_Parts of the exercise:_
#1 In the mill rebuild post, to what angle is the compound set for machining the OD?
#2 Based on the mill rebuild post, state whether each statement agrees with it, answering yes or no and quoting the deciding words: (a) After drilling, the hole is bored to 0.650. (b) The ID is ground before the adapter goes into the spindle. (c) Only the first step of the plan has been done so far.

_Quoted passage:_
══════

Kevin - A V Carroll Horizontal Mill Rebuild

[durableoreo]

Started on the adapter. I don't know what's taking me so long. A bunch of new operations, maybe, lots of unknowns. Anyway, here's the plan:

1. Center drill, step up to 0.250, 0.400, 0.500, then bore to 0.650
2. Dust off compound, set to 12 degrees, and bore ID that will accept 3C collets
3. Set compound to 20 degrees (to match spindle) and machine OD
4. Turn flange
5. Part off
6. Heat treat O-1 and draw to R_C 58 (click here for history and details of the alloy)
7. Make a split-ring collar to set the depth in the chuck, holding the part by the flange
8. Grind the OD (check with hi-spot in spindle)
9. Install the adapter in the spindle with a tiny amount of Loctite 609 under flange and clamp with the draw bar
10. Grind ID in-place

The chicken scratching below didn't scan very well but it'll give you the general idea. So far, I've only done step 1. I did manage to find my compound, too.

══════

_Material:_
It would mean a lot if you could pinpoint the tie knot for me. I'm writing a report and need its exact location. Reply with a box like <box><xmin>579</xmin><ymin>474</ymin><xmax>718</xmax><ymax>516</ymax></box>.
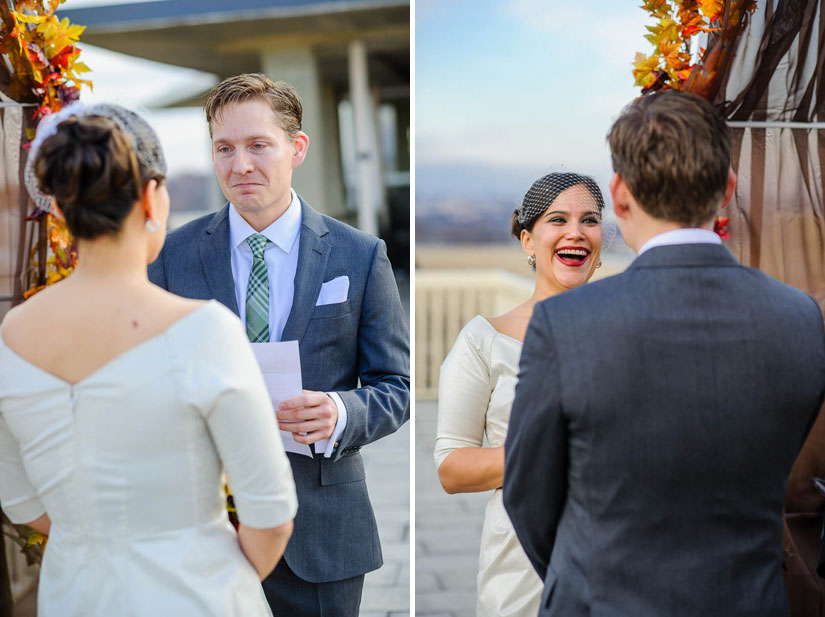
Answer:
<box><xmin>246</xmin><ymin>234</ymin><xmax>269</xmax><ymax>259</ymax></box>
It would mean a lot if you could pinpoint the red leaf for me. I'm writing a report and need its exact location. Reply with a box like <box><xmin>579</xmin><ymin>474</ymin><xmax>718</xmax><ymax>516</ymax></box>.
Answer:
<box><xmin>51</xmin><ymin>45</ymin><xmax>74</xmax><ymax>69</ymax></box>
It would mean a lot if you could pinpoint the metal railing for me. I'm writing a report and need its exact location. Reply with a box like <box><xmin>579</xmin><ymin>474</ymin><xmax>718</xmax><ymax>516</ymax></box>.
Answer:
<box><xmin>415</xmin><ymin>270</ymin><xmax>534</xmax><ymax>399</ymax></box>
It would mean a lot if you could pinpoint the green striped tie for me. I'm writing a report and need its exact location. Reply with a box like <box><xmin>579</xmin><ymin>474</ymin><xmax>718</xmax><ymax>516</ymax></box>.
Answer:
<box><xmin>246</xmin><ymin>234</ymin><xmax>269</xmax><ymax>343</ymax></box>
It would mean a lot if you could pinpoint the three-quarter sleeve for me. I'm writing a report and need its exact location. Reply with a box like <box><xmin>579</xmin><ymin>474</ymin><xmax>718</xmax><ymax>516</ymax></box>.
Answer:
<box><xmin>0</xmin><ymin>413</ymin><xmax>46</xmax><ymax>525</ymax></box>
<box><xmin>435</xmin><ymin>317</ymin><xmax>493</xmax><ymax>467</ymax></box>
<box><xmin>197</xmin><ymin>307</ymin><xmax>298</xmax><ymax>529</ymax></box>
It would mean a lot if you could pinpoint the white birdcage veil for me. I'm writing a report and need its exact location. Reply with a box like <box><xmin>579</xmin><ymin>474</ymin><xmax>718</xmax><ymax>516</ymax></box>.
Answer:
<box><xmin>23</xmin><ymin>102</ymin><xmax>166</xmax><ymax>213</ymax></box>
<box><xmin>518</xmin><ymin>171</ymin><xmax>617</xmax><ymax>252</ymax></box>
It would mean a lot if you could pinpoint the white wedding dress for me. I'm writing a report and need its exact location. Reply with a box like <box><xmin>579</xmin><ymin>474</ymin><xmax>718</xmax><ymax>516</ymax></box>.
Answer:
<box><xmin>435</xmin><ymin>316</ymin><xmax>544</xmax><ymax>617</ymax></box>
<box><xmin>0</xmin><ymin>301</ymin><xmax>297</xmax><ymax>617</ymax></box>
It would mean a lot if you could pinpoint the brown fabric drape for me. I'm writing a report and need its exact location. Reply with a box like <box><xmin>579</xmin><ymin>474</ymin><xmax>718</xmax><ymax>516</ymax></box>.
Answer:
<box><xmin>713</xmin><ymin>0</ymin><xmax>825</xmax><ymax>617</ymax></box>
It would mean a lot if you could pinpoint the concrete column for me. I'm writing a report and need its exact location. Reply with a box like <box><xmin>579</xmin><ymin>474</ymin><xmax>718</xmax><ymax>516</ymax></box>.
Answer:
<box><xmin>261</xmin><ymin>46</ymin><xmax>346</xmax><ymax>217</ymax></box>
<box><xmin>349</xmin><ymin>40</ymin><xmax>384</xmax><ymax>235</ymax></box>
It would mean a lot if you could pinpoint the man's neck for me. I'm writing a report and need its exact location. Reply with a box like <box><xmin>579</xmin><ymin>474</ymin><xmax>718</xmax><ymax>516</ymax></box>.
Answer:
<box><xmin>626</xmin><ymin>219</ymin><xmax>713</xmax><ymax>253</ymax></box>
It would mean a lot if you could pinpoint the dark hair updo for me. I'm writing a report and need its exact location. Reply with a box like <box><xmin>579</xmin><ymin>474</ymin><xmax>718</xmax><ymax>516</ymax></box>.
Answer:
<box><xmin>510</xmin><ymin>172</ymin><xmax>604</xmax><ymax>240</ymax></box>
<box><xmin>34</xmin><ymin>110</ymin><xmax>165</xmax><ymax>239</ymax></box>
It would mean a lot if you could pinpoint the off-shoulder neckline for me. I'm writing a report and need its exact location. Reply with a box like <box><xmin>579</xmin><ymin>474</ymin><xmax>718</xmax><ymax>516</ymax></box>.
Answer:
<box><xmin>476</xmin><ymin>315</ymin><xmax>524</xmax><ymax>345</ymax></box>
<box><xmin>0</xmin><ymin>300</ymin><xmax>217</xmax><ymax>388</ymax></box>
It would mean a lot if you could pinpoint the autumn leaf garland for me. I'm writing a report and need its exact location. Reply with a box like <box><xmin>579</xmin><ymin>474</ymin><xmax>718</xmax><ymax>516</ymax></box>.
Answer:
<box><xmin>633</xmin><ymin>0</ymin><xmax>725</xmax><ymax>94</ymax></box>
<box><xmin>0</xmin><ymin>0</ymin><xmax>92</xmax><ymax>116</ymax></box>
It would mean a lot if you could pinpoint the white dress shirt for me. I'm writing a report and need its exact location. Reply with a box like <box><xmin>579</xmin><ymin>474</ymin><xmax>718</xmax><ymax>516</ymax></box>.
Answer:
<box><xmin>638</xmin><ymin>227</ymin><xmax>722</xmax><ymax>255</ymax></box>
<box><xmin>229</xmin><ymin>189</ymin><xmax>347</xmax><ymax>458</ymax></box>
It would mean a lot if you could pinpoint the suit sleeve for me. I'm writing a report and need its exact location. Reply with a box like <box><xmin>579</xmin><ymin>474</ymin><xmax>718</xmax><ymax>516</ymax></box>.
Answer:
<box><xmin>335</xmin><ymin>240</ymin><xmax>410</xmax><ymax>459</ymax></box>
<box><xmin>503</xmin><ymin>305</ymin><xmax>567</xmax><ymax>580</ymax></box>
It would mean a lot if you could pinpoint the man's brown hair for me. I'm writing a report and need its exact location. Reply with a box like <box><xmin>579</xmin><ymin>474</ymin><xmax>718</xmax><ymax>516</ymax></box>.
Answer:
<box><xmin>607</xmin><ymin>90</ymin><xmax>731</xmax><ymax>227</ymax></box>
<box><xmin>203</xmin><ymin>73</ymin><xmax>303</xmax><ymax>139</ymax></box>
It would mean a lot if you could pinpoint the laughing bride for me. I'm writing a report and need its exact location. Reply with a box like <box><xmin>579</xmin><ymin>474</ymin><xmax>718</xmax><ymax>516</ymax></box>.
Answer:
<box><xmin>435</xmin><ymin>173</ymin><xmax>604</xmax><ymax>617</ymax></box>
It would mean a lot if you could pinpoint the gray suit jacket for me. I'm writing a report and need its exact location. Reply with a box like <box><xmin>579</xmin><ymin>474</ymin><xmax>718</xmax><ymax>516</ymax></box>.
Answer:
<box><xmin>504</xmin><ymin>244</ymin><xmax>825</xmax><ymax>617</ymax></box>
<box><xmin>149</xmin><ymin>200</ymin><xmax>410</xmax><ymax>582</ymax></box>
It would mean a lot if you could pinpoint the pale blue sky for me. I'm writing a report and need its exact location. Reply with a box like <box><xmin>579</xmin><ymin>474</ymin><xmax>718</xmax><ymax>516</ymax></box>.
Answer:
<box><xmin>415</xmin><ymin>0</ymin><xmax>650</xmax><ymax>196</ymax></box>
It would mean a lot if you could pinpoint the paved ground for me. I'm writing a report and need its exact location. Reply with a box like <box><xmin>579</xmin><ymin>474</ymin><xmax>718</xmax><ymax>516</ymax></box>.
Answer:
<box><xmin>361</xmin><ymin>279</ymin><xmax>411</xmax><ymax>617</ymax></box>
<box><xmin>415</xmin><ymin>401</ymin><xmax>491</xmax><ymax>617</ymax></box>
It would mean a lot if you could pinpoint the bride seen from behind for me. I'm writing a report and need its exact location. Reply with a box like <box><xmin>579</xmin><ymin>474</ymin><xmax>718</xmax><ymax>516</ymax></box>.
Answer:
<box><xmin>435</xmin><ymin>173</ymin><xmax>604</xmax><ymax>617</ymax></box>
<box><xmin>0</xmin><ymin>104</ymin><xmax>297</xmax><ymax>617</ymax></box>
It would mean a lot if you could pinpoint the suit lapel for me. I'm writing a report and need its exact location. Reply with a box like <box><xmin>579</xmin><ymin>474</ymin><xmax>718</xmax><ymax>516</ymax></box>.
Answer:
<box><xmin>200</xmin><ymin>204</ymin><xmax>238</xmax><ymax>315</ymax></box>
<box><xmin>628</xmin><ymin>244</ymin><xmax>740</xmax><ymax>270</ymax></box>
<box><xmin>281</xmin><ymin>199</ymin><xmax>331</xmax><ymax>341</ymax></box>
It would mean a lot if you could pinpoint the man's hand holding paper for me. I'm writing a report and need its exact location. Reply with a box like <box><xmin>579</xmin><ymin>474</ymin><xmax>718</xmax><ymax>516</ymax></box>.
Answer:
<box><xmin>276</xmin><ymin>390</ymin><xmax>338</xmax><ymax>444</ymax></box>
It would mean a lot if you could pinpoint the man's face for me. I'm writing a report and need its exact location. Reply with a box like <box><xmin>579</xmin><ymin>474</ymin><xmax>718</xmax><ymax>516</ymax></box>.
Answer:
<box><xmin>212</xmin><ymin>100</ymin><xmax>308</xmax><ymax>226</ymax></box>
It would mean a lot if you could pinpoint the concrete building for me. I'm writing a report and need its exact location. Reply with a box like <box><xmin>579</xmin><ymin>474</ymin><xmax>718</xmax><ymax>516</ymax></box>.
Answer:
<box><xmin>58</xmin><ymin>0</ymin><xmax>410</xmax><ymax>269</ymax></box>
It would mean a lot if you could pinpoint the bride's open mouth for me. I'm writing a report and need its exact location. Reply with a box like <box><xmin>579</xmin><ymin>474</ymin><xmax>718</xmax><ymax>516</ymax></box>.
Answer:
<box><xmin>556</xmin><ymin>246</ymin><xmax>590</xmax><ymax>268</ymax></box>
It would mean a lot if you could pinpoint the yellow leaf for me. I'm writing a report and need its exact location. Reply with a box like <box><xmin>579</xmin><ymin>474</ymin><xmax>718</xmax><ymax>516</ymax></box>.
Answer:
<box><xmin>12</xmin><ymin>11</ymin><xmax>49</xmax><ymax>24</ymax></box>
<box><xmin>66</xmin><ymin>26</ymin><xmax>86</xmax><ymax>41</ymax></box>
<box><xmin>26</xmin><ymin>531</ymin><xmax>47</xmax><ymax>547</ymax></box>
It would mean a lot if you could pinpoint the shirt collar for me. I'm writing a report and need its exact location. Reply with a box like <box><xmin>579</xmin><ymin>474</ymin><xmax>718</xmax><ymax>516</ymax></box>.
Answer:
<box><xmin>229</xmin><ymin>189</ymin><xmax>301</xmax><ymax>253</ymax></box>
<box><xmin>638</xmin><ymin>227</ymin><xmax>722</xmax><ymax>255</ymax></box>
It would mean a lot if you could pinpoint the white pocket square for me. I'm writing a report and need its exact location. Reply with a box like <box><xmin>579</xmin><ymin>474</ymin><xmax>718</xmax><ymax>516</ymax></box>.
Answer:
<box><xmin>315</xmin><ymin>276</ymin><xmax>349</xmax><ymax>306</ymax></box>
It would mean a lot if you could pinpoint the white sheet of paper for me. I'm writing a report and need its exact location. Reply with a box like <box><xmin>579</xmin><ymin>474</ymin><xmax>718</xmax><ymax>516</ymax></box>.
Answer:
<box><xmin>252</xmin><ymin>341</ymin><xmax>312</xmax><ymax>457</ymax></box>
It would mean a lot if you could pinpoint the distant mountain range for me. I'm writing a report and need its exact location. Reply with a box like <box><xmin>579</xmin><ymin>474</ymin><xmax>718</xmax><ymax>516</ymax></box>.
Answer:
<box><xmin>415</xmin><ymin>164</ymin><xmax>611</xmax><ymax>244</ymax></box>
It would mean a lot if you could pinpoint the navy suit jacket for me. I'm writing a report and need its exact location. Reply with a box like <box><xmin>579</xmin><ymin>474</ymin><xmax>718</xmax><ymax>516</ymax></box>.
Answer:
<box><xmin>149</xmin><ymin>200</ymin><xmax>410</xmax><ymax>582</ymax></box>
<box><xmin>503</xmin><ymin>244</ymin><xmax>825</xmax><ymax>617</ymax></box>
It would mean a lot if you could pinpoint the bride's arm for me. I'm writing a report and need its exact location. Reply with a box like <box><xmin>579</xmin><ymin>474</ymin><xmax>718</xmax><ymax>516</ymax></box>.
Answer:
<box><xmin>238</xmin><ymin>520</ymin><xmax>292</xmax><ymax>580</ymax></box>
<box><xmin>23</xmin><ymin>514</ymin><xmax>52</xmax><ymax>536</ymax></box>
<box><xmin>435</xmin><ymin>317</ymin><xmax>504</xmax><ymax>493</ymax></box>
<box><xmin>438</xmin><ymin>446</ymin><xmax>504</xmax><ymax>495</ymax></box>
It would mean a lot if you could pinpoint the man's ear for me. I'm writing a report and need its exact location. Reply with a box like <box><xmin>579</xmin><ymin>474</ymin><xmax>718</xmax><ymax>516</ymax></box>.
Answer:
<box><xmin>292</xmin><ymin>131</ymin><xmax>309</xmax><ymax>169</ymax></box>
<box><xmin>722</xmin><ymin>169</ymin><xmax>736</xmax><ymax>208</ymax></box>
<box><xmin>610</xmin><ymin>173</ymin><xmax>632</xmax><ymax>219</ymax></box>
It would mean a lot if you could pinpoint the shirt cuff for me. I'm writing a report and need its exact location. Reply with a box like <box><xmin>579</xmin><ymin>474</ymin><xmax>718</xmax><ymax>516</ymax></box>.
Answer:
<box><xmin>315</xmin><ymin>392</ymin><xmax>347</xmax><ymax>458</ymax></box>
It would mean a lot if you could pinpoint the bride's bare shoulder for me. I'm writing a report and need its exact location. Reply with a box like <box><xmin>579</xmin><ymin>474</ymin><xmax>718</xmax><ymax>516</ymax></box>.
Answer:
<box><xmin>485</xmin><ymin>307</ymin><xmax>530</xmax><ymax>341</ymax></box>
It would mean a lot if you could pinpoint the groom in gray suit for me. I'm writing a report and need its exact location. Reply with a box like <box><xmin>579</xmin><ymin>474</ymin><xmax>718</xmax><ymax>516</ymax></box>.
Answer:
<box><xmin>503</xmin><ymin>91</ymin><xmax>825</xmax><ymax>617</ymax></box>
<box><xmin>149</xmin><ymin>74</ymin><xmax>409</xmax><ymax>617</ymax></box>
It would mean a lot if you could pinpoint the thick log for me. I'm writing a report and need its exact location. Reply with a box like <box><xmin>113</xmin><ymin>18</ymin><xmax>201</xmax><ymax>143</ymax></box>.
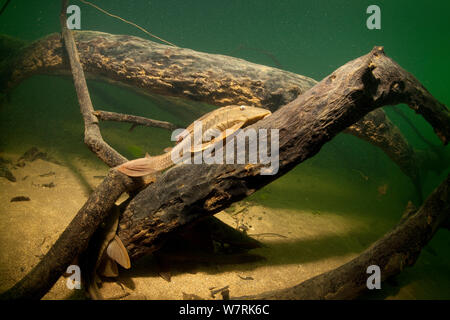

══════

_Results by task:_
#1 20 degrees, to match the spindle.

#2
(a) Yes: "step up to 0.250, 0.400, 0.500, then bore to 0.650"
(b) No: "Install the adapter in the spindle" comes at step 9, followed by "Grind ID in-place"
(c) Yes: "So far, I've only done step 1."